[Point annotations for photos]
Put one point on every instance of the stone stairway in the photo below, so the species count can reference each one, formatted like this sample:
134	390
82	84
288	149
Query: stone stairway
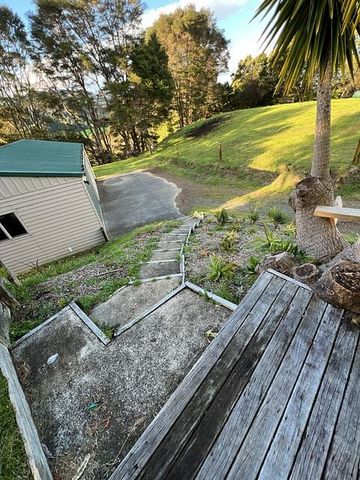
87	393
160	276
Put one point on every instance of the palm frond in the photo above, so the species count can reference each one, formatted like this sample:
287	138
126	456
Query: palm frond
311	33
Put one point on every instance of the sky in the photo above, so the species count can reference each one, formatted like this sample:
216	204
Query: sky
233	17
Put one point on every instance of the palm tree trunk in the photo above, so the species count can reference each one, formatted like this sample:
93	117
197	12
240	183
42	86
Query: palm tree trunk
317	236
321	160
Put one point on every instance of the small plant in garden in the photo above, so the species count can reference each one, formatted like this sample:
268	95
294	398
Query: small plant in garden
252	264
220	268
253	215
229	242
222	217
277	216
276	245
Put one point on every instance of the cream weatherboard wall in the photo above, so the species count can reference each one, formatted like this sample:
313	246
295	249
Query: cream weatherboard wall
58	215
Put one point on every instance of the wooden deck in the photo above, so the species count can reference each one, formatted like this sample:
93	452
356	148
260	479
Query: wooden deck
275	396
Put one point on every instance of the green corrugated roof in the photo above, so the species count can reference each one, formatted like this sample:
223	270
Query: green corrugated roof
39	158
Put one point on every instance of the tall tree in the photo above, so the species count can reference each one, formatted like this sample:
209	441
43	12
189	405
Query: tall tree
24	109
142	102
81	46
197	51
319	38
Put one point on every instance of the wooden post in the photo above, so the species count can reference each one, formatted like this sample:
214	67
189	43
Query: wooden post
220	151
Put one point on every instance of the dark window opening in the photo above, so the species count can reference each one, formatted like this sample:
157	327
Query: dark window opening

→ **Required task**:
Output only the lines from the one holding "Put one point on every instance of the tall" through the last line above, exactly as they appear.

→ **Exercise result**:
Put one point on every instance of the tall tree in the photo above, so the species count can reference each one, formatted like this sample:
209	441
43	12
189	405
Query: tall tree
24	109
142	102
81	46
197	51
319	38
Put one point on every instance of the wooden post in the photo above, so the species count can reference each one, formatted like this sample:
214	67
189	43
Query: wooden post
220	151
Put one point on every instance of the dark window opening in the photo above, so the species count can reference each one, formatted like this sample:
157	327
Query: dark window opening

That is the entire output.